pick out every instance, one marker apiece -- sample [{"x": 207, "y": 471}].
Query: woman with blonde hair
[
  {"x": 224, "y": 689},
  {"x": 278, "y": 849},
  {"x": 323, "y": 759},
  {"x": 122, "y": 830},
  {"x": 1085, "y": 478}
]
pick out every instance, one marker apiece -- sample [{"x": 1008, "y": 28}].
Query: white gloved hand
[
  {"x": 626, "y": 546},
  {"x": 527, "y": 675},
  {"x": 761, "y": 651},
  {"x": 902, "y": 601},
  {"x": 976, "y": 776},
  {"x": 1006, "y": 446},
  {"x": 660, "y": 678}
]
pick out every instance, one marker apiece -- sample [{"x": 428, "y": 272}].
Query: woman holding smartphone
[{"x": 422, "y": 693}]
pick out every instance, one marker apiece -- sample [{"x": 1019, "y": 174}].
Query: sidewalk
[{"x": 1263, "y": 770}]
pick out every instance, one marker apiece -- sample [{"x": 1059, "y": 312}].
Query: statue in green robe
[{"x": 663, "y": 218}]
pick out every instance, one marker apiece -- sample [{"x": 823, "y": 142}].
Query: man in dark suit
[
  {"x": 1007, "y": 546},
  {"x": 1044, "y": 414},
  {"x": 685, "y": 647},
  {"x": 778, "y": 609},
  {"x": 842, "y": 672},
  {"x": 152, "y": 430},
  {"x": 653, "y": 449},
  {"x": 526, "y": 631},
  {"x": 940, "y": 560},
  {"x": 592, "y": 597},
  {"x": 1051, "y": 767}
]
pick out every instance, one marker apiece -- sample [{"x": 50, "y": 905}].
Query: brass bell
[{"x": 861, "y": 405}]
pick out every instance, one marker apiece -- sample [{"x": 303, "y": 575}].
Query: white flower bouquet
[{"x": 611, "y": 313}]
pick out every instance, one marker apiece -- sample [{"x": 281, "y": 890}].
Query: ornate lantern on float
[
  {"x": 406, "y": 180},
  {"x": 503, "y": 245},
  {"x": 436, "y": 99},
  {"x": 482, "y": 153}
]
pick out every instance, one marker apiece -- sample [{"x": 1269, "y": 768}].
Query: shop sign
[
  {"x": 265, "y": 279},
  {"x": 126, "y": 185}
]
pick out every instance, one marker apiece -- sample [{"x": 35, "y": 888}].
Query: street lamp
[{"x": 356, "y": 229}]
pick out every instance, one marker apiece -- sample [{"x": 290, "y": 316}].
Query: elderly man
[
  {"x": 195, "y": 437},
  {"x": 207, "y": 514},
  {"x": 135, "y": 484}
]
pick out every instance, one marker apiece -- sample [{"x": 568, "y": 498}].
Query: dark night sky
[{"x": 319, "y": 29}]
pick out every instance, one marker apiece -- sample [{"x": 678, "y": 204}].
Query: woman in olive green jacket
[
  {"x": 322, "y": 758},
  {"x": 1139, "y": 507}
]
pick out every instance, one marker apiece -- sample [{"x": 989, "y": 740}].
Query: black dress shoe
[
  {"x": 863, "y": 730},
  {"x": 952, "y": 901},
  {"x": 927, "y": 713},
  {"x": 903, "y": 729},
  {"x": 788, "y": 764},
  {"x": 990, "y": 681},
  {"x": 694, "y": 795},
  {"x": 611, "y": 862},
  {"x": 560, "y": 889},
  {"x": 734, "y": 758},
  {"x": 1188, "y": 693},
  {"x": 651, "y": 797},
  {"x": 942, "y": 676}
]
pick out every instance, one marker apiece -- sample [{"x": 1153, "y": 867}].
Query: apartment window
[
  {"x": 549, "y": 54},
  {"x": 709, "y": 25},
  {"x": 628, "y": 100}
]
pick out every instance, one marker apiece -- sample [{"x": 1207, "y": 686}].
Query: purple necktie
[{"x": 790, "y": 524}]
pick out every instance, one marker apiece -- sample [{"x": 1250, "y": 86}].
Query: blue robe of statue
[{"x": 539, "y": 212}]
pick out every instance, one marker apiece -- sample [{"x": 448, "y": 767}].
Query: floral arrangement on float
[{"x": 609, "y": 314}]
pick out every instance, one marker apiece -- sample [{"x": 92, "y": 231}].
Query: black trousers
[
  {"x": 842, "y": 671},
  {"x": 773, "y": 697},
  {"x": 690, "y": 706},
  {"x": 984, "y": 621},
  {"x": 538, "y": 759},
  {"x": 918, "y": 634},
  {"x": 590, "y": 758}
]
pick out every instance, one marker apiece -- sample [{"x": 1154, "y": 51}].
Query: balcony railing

- Requirement
Extract all of the data shown above and repeat it verbatim.

- Solved exercise
pick out every instance, one marker apiece -- sample [{"x": 207, "y": 471}].
Query: woman with blonde hair
[
  {"x": 224, "y": 689},
  {"x": 278, "y": 849},
  {"x": 323, "y": 759},
  {"x": 122, "y": 830},
  {"x": 1085, "y": 478}
]
pick out every instance, one marker apiece -- sample [{"x": 1008, "y": 28}].
Query: white gloved hand
[
  {"x": 626, "y": 546},
  {"x": 527, "y": 675},
  {"x": 761, "y": 651},
  {"x": 902, "y": 601},
  {"x": 976, "y": 776},
  {"x": 1006, "y": 446},
  {"x": 660, "y": 678}
]
pick out every instance, one marker apiece -- sample [{"x": 428, "y": 272}].
Query: woman holding smartphone
[{"x": 422, "y": 693}]
pick out every instance, one marker apiece -- sample [{"x": 1019, "y": 174}].
Query: sidewalk
[{"x": 1263, "y": 770}]
pick out every instance, one marker apiece -- sample [{"x": 1059, "y": 312}].
Query: statue in green robe
[{"x": 663, "y": 218}]
pick out every instance, one marker apiece -- sample [{"x": 823, "y": 142}].
Query: man in dark suit
[
  {"x": 1007, "y": 546},
  {"x": 1044, "y": 414},
  {"x": 685, "y": 647},
  {"x": 778, "y": 609},
  {"x": 842, "y": 672},
  {"x": 152, "y": 430},
  {"x": 653, "y": 449},
  {"x": 526, "y": 631},
  {"x": 940, "y": 560},
  {"x": 592, "y": 597},
  {"x": 1051, "y": 767}
]
pick out every instance, one marker apiece -- sample [{"x": 50, "y": 905}].
Query: brass bell
[{"x": 861, "y": 405}]
pick out every instance, one marker apiece -- sample [{"x": 303, "y": 575}].
Query: white flower bouquet
[{"x": 611, "y": 313}]
pick out every instance, one marker apiece -- sample [{"x": 281, "y": 890}].
Query: ornate lantern on float
[
  {"x": 406, "y": 180},
  {"x": 503, "y": 245},
  {"x": 436, "y": 99},
  {"x": 482, "y": 153}
]
pick out every instance, one marker apiece -- sample [{"x": 1269, "y": 768}].
Query: shop sign
[
  {"x": 265, "y": 279},
  {"x": 126, "y": 185}
]
pick out every instance, one marker apiece -- sample [{"x": 35, "y": 888}].
Query: street lamp
[{"x": 356, "y": 229}]
pick out every instance, one marker apiece -- sample [{"x": 290, "y": 316}].
Query: elderly man
[
  {"x": 195, "y": 437},
  {"x": 207, "y": 514},
  {"x": 135, "y": 484}
]
pick out every instance, one marker apiece -- sample [{"x": 568, "y": 498}].
Query: dark night sky
[{"x": 319, "y": 29}]
pick out every instance, one marker apiece -- sample [{"x": 678, "y": 204}].
Query: woman in olive green jacket
[
  {"x": 322, "y": 758},
  {"x": 1139, "y": 507}
]
pick out every instance, one marker apiece -- sample [{"x": 989, "y": 740}].
Query: black dress shoe
[
  {"x": 863, "y": 730},
  {"x": 952, "y": 901},
  {"x": 927, "y": 713},
  {"x": 903, "y": 729},
  {"x": 788, "y": 764},
  {"x": 990, "y": 681},
  {"x": 694, "y": 795},
  {"x": 611, "y": 862},
  {"x": 560, "y": 889},
  {"x": 734, "y": 758},
  {"x": 1188, "y": 693},
  {"x": 651, "y": 797},
  {"x": 942, "y": 676}
]
pick out every instance, one marker apiece -- sample [{"x": 1153, "y": 867}].
Query: apartment window
[
  {"x": 549, "y": 54},
  {"x": 709, "y": 25},
  {"x": 628, "y": 100}
]
pick out every instance, one marker apiece -- sample [{"x": 1207, "y": 686}].
Query: purple necktie
[{"x": 790, "y": 524}]
pick out every instance, one marker apiece -- sample [{"x": 1250, "y": 86}].
Query: blue robe of statue
[{"x": 539, "y": 212}]
pick out every instance, one marker apiece -- sample [{"x": 448, "y": 767}].
Query: floral arrangement on float
[{"x": 609, "y": 314}]
pick out every instance, one marker apiece -- sample [{"x": 92, "y": 231}].
Query: black trousers
[
  {"x": 842, "y": 671},
  {"x": 773, "y": 697},
  {"x": 690, "y": 706},
  {"x": 984, "y": 621},
  {"x": 538, "y": 759},
  {"x": 918, "y": 634},
  {"x": 590, "y": 758}
]
pick out every instance, one marker apiece -- sample [{"x": 1154, "y": 51}].
Query: balcony railing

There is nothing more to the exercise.